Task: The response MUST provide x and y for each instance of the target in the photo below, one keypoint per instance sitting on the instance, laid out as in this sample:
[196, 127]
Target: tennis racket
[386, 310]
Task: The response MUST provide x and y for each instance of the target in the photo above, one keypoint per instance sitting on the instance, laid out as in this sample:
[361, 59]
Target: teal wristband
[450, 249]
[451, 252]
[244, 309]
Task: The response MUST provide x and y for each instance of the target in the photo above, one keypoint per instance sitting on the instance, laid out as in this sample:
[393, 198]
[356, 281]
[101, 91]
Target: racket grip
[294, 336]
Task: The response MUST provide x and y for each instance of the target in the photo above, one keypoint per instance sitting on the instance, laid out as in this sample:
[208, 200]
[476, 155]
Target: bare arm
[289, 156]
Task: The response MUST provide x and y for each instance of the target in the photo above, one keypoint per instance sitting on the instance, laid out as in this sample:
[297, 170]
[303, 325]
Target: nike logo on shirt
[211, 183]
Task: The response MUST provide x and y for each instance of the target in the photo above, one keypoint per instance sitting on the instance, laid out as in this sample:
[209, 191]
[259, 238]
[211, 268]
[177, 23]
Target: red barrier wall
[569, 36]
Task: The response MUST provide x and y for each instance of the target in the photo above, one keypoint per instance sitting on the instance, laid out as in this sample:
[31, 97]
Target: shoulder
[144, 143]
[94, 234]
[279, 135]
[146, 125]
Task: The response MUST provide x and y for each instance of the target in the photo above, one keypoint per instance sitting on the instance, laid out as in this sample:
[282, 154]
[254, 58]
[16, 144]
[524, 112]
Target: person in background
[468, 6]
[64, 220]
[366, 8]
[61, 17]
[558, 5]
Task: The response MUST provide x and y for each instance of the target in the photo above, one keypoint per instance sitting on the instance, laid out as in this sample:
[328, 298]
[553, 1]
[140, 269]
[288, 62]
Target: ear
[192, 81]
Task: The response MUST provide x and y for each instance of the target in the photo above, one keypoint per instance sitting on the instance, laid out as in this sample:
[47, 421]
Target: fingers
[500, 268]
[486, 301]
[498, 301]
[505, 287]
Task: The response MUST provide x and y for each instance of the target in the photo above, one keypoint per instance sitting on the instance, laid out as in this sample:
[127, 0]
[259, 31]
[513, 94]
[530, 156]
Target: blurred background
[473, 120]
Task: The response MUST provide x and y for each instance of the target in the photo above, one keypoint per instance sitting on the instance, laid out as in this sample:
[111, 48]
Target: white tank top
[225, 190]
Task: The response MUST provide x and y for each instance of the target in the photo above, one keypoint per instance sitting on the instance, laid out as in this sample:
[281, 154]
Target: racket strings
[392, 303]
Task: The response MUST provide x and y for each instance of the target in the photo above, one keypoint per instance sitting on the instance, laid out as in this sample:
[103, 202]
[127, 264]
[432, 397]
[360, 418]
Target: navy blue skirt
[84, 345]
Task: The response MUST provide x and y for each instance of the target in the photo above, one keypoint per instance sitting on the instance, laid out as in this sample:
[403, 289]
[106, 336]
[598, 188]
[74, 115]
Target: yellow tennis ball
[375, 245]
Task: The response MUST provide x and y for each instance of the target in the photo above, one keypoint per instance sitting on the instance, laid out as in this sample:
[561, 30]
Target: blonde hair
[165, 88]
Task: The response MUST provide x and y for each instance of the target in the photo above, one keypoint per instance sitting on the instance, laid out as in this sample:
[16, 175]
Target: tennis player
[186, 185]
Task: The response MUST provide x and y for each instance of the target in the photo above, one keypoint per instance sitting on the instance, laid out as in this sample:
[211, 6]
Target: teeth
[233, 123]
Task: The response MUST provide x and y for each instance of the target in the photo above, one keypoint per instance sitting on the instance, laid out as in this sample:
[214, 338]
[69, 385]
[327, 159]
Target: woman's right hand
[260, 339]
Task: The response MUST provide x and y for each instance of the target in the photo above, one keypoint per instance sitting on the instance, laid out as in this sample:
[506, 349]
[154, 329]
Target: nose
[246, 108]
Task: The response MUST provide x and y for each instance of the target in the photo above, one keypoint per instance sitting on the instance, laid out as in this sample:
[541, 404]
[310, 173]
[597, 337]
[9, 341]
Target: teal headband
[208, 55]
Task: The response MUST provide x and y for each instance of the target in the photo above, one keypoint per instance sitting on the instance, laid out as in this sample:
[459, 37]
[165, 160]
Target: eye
-*-
● Goal
Give the material above again, word for word.

● Answer for this exercise
Task: The response MUST provide x and y for each instance of the target in the photo below, one keypoint per instance sitting on the instance, laid out as in this sample:
[196, 127]
Target: tennis racket
[386, 310]
Task: The response MUST provide x and y for each instance of the target in the photo above, one keypoint per instance sitting on the instance, laid out as in this sample:
[361, 59]
Target: teal wristband
[450, 249]
[451, 252]
[244, 309]
Task: The response MUST provide x and y for each instance of the target in the photo above, one keypoint per instance sitting on the instance, laid out as in this sample:
[393, 198]
[356, 281]
[101, 91]
Target: racket grip
[294, 336]
Task: The response MUST provide x and y for each instance of the target in the photo above, one keypoint per instance sitting on the instance, laid out as in this sample:
[208, 200]
[476, 155]
Target: bare arm
[289, 156]
Task: The response MUST provide x and y for each instance of the target in the photo above, one keypoint per instance sitting on the instance, laid out as in this sample:
[297, 170]
[303, 325]
Target: nike logo on shirt
[211, 183]
Task: The response MUST provide x and y for each instance of the target in the photo above, one keypoint per instance sitting on the instance, laid out as in this sample:
[209, 191]
[259, 238]
[211, 268]
[177, 23]
Target: red barrier wall
[569, 36]
Task: The response MUST provide x and y for each instance of the target in the photo above, one keypoint per instance sitting on the instance, laid out as in this sample:
[31, 97]
Target: shoulder
[144, 143]
[94, 234]
[279, 135]
[146, 125]
Task: The response MUST provide x and y for each instance of the target in the photo above, one keypoint per instance sitting on the instance, laid out as in this sample:
[282, 154]
[254, 58]
[16, 144]
[524, 112]
Target: person in background
[468, 6]
[64, 220]
[366, 8]
[61, 17]
[558, 5]
Task: The response MUST provide x and y for each instance of the target in the photo above, one keypoint per instance sitting on the instance, laid out as in this sample:
[328, 298]
[553, 1]
[140, 269]
[288, 62]
Target: ear
[192, 81]
Task: The response MUST provide x and y for each instance of the target in the photo above, one keypoint per instance sitting on the instance, laid out as in this sample:
[47, 421]
Target: fingers
[500, 268]
[486, 301]
[498, 301]
[505, 287]
Task: The response MUST provide x and y for each instance of the target in the photo above, one keypoint per instance sitting on the instance, laid out as in this sample:
[127, 0]
[259, 31]
[513, 94]
[530, 156]
Target: blurred background
[473, 120]
Task: The response MUST provide x and y for each instance of the target in the photo above, one keypoint per instance sitting on the instance, laid out as in this sample:
[111, 48]
Target: white tank top
[225, 190]
Task: The response MUST provide x and y for each instance of the target in the photo above, one keypoint per instance sitting on the instance, laid out as in this sample:
[281, 154]
Target: racket strings
[392, 303]
Task: The response MUST provide x and y for each instance of the target in the photo above, one keypoint per instance sitting on the instance, laid out as in this sample:
[103, 202]
[127, 264]
[432, 397]
[360, 418]
Target: navy blue skirt
[84, 345]
Task: The response MUST provide x and y for each instance of the target in the photo above, one keypoint per instance sitting on the instance, laid out as in this sample:
[403, 289]
[106, 336]
[598, 188]
[74, 115]
Target: yellow tennis ball
[375, 245]
Task: The response MUST provide x and y for each instance of the target in the photo above, one keypoint per instance sitting on the instance, laid out as in this sample:
[561, 30]
Target: blonde hair
[165, 88]
Task: The response MUST provide x and y for each instance of the target in the photo above, one keypoint per instance sitting on the instance, laid out as in this sample:
[16, 175]
Target: tennis player
[186, 185]
Task: The response MUST provide x and y for each instance of the target in the photo above, one keypoint per instance sitting on the instance, laid out as in this sample:
[211, 6]
Target: teeth
[233, 123]
Task: The response MUST provide x and y for each instance of the target in the photo above, one keypoint per instance sitting on the instance, laid out as in this sample:
[214, 338]
[69, 385]
[327, 159]
Target: woman's right hand
[260, 339]
Task: The response MUST provide x and y for each instance of the target in the photo above, one keypoint per instance sitting on the instance, laid out as in this sample:
[506, 349]
[154, 329]
Target: nose
[246, 108]
Task: The response MUST provide x and y for each instance of the target in the photo above, one keypoint per instance sitting on the instance, laid out as in this sample:
[541, 404]
[310, 173]
[597, 337]
[9, 341]
Target: teal headband
[208, 55]
Task: The response MUST provide x and y for each instance of the target in the photo above, one keypoint per instance sitting on the instance, laid out as in this sample:
[459, 37]
[165, 160]
Target: eye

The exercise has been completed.